▶ [TO BE DONE]:
Reproduce the records from the line containing "Target: soft shadow" through the end of the records, both ends included, and shift every coordinate in the answers by -115. The requests stay unchanged.

##### DATA PROVIDED #####

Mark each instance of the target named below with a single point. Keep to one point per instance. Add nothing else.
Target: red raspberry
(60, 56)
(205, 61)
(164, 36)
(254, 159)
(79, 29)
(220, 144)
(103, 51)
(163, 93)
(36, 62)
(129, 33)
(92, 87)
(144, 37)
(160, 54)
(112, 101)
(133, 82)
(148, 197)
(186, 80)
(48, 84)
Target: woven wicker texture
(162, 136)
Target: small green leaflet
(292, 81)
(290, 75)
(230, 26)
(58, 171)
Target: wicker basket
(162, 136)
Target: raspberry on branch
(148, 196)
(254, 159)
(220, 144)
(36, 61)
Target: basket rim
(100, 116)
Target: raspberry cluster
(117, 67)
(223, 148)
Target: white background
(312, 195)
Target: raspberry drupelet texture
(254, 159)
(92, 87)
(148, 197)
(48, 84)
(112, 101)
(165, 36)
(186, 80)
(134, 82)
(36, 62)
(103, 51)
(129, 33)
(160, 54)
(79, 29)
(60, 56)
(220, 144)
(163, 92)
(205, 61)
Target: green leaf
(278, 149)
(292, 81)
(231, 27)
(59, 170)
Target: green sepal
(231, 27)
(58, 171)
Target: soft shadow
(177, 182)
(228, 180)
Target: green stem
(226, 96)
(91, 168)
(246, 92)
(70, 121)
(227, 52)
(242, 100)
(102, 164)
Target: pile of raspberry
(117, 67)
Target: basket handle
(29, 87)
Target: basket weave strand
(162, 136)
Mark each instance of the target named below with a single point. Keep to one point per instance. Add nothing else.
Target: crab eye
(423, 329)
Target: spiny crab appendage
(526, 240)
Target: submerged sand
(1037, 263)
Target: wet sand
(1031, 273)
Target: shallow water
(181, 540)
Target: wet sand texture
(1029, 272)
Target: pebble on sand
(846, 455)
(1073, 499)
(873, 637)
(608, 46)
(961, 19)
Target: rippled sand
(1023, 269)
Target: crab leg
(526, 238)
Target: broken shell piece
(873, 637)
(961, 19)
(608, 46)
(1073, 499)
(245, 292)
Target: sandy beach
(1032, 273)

#####

▶ [SOLUTION FOR THIS PROBLEM]:
Target: soft shadow
(62, 67)
(113, 65)
Target: green stem
(111, -19)
(-24, 53)
(131, -23)
(-45, 6)
(112, -63)
(127, -15)
(-13, 49)
Target: pile of raspberry
(2, -48)
Target: basket handle
(-86, -28)
Target: basket weave strand
(47, 21)
Mark each instance of the target named below with a single point. Keep to one point per instance. Add nothing else.
Target: crab eye
(308, 214)
Target: spiny crab appendage
(411, 125)
Target: submerged sand
(922, 148)
Target: wet sand
(916, 158)
Target: shallow water
(66, 425)
Target: wet sand texture
(914, 157)
Target: pebble on sand
(731, 340)
(958, 384)
(758, 522)
(493, -69)
(846, -96)
Target: rippled sand
(908, 154)
Target: crab leg
(411, 123)
Target: broken shell piece
(758, 522)
(846, -96)
(493, -69)
(958, 384)
(130, 177)
Target: sandy beach
(917, 158)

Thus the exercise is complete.